Begin Dataset content

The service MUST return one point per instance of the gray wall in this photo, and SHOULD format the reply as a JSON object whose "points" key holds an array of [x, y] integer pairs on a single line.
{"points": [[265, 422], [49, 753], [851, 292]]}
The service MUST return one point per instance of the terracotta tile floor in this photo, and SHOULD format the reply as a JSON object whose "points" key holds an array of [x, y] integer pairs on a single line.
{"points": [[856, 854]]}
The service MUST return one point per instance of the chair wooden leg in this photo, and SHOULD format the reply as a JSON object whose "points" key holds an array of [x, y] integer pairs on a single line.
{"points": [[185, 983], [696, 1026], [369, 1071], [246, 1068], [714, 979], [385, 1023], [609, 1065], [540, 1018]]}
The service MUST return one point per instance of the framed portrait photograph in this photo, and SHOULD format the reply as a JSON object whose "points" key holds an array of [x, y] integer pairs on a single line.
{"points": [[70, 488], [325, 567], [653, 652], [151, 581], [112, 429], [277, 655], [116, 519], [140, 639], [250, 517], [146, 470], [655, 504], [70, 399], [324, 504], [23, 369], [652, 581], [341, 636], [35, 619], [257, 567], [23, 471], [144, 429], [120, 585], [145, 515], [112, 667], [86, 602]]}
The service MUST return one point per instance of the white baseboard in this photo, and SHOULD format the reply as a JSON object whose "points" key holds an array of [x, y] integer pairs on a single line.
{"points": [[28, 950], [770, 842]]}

End Dataset content
Begin Dataset content

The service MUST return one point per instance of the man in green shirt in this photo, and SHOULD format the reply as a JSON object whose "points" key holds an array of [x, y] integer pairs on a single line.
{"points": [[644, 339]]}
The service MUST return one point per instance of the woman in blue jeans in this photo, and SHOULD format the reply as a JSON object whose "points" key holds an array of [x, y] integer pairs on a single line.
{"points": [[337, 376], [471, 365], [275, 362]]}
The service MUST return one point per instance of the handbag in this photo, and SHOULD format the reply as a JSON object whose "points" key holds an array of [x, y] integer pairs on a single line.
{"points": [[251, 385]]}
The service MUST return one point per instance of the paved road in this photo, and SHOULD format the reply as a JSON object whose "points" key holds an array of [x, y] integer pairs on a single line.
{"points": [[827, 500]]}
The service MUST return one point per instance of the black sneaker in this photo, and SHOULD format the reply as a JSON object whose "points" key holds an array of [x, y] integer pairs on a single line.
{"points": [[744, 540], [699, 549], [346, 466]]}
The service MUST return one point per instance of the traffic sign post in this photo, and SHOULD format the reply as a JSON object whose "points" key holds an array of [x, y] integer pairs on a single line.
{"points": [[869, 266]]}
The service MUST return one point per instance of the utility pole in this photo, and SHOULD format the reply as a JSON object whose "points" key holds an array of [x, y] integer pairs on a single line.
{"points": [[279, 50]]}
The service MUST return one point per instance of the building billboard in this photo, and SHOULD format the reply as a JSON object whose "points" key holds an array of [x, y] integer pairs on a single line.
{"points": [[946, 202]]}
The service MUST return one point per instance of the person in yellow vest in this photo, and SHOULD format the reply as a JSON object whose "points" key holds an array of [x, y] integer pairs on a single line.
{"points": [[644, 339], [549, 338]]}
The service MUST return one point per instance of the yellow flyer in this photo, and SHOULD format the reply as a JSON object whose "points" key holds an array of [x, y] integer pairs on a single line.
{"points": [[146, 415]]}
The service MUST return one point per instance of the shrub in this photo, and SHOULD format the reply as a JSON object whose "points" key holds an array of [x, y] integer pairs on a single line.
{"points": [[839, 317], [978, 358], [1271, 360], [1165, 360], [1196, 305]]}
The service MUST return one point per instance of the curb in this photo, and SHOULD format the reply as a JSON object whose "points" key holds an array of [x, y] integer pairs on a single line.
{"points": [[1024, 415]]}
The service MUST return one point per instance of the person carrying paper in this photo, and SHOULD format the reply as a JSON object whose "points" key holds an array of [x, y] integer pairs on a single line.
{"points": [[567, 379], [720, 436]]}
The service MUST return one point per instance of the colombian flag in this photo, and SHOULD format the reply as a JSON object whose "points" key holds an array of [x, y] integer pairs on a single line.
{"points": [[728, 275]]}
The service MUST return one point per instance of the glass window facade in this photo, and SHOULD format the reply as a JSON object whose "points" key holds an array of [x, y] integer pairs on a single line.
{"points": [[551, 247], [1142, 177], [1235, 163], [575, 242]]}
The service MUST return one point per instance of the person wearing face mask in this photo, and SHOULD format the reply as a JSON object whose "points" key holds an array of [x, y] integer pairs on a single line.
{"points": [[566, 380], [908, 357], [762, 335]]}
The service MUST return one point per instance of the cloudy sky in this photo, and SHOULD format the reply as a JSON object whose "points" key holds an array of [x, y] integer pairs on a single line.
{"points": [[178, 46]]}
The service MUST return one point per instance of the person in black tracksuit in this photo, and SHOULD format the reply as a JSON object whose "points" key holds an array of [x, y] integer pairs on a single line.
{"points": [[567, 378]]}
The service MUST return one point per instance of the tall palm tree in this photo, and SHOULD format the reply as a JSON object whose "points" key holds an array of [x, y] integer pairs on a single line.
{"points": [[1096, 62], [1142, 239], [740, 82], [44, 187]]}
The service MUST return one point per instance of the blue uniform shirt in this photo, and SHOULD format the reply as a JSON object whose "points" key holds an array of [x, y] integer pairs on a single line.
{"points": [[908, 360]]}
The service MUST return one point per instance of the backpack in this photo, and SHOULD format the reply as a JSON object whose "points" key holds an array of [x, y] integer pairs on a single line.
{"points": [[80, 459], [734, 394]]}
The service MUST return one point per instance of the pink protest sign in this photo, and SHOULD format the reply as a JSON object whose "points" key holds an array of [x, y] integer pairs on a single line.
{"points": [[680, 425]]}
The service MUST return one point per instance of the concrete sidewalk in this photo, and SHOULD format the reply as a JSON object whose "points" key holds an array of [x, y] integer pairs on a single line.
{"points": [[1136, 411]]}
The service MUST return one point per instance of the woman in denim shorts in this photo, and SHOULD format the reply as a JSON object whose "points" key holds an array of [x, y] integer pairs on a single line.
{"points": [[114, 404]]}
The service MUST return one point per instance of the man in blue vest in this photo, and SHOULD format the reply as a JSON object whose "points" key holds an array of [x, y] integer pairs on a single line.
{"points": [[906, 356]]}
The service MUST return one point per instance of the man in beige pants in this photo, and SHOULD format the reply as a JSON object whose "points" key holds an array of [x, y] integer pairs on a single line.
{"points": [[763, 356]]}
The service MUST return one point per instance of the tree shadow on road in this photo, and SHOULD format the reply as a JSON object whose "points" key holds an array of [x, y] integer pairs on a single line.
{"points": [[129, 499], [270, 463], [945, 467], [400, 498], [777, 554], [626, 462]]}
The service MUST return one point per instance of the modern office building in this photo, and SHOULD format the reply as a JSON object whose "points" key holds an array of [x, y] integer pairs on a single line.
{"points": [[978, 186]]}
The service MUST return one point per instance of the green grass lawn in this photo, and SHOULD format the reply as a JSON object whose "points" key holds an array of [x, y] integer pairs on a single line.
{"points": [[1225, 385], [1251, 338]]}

End Dataset content
Begin Dataset content

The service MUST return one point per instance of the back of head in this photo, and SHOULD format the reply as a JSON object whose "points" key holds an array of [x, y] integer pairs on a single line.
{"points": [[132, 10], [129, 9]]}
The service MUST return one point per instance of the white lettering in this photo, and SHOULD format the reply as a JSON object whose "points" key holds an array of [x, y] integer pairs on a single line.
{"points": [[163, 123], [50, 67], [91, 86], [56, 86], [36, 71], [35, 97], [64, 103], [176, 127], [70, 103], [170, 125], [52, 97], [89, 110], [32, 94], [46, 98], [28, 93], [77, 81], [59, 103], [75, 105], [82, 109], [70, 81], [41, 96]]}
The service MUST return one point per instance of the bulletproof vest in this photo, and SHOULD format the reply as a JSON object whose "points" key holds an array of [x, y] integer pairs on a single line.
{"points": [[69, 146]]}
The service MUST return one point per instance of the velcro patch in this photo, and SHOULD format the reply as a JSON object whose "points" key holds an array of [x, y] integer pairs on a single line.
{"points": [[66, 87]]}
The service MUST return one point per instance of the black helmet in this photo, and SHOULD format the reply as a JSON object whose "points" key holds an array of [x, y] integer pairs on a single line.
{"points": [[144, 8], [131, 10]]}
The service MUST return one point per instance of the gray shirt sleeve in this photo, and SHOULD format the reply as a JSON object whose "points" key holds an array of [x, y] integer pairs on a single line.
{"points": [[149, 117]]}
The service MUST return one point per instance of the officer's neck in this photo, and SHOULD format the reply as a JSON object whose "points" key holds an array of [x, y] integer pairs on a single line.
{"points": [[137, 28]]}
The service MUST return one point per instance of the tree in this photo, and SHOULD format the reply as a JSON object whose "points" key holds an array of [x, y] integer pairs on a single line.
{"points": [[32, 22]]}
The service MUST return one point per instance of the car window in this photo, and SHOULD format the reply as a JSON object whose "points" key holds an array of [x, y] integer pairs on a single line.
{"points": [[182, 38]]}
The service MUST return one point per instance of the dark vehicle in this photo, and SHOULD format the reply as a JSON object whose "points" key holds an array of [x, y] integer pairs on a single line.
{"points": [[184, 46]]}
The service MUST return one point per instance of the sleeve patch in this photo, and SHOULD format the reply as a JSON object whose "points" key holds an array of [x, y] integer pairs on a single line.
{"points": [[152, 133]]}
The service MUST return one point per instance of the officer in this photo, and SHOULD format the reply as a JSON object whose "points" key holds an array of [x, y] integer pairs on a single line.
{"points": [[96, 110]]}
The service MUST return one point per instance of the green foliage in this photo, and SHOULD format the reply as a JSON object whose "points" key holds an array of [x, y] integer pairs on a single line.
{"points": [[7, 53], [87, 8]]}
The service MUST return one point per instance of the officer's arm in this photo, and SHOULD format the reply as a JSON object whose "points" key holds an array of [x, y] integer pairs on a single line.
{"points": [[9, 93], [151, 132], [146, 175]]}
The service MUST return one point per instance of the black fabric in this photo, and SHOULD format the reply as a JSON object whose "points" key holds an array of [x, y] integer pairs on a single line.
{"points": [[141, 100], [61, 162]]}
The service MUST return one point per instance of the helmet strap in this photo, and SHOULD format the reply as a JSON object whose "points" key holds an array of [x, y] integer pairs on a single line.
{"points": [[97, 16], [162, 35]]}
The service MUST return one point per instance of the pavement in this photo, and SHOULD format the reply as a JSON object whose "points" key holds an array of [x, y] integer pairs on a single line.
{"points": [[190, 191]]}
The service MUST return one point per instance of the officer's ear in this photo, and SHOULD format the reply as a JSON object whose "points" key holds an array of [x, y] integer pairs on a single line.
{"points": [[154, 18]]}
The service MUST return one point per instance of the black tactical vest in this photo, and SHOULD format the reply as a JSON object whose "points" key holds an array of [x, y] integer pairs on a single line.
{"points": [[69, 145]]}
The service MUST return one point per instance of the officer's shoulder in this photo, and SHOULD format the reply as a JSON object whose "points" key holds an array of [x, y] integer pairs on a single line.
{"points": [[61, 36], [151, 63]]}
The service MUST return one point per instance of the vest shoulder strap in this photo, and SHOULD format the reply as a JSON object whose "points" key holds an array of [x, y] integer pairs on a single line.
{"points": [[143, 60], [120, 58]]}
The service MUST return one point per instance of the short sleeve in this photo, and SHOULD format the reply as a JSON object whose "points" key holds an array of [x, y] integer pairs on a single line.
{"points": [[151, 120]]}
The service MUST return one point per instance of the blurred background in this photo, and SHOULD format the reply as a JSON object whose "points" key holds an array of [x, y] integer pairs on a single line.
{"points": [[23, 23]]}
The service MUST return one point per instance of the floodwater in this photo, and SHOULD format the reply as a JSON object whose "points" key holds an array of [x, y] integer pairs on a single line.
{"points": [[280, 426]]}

End Dataset content

## What is asked
Count the lines in the three blocks above that contain the string "flag", treating uppercase and lowercase as different, and give only the number.

## Finished exercise
1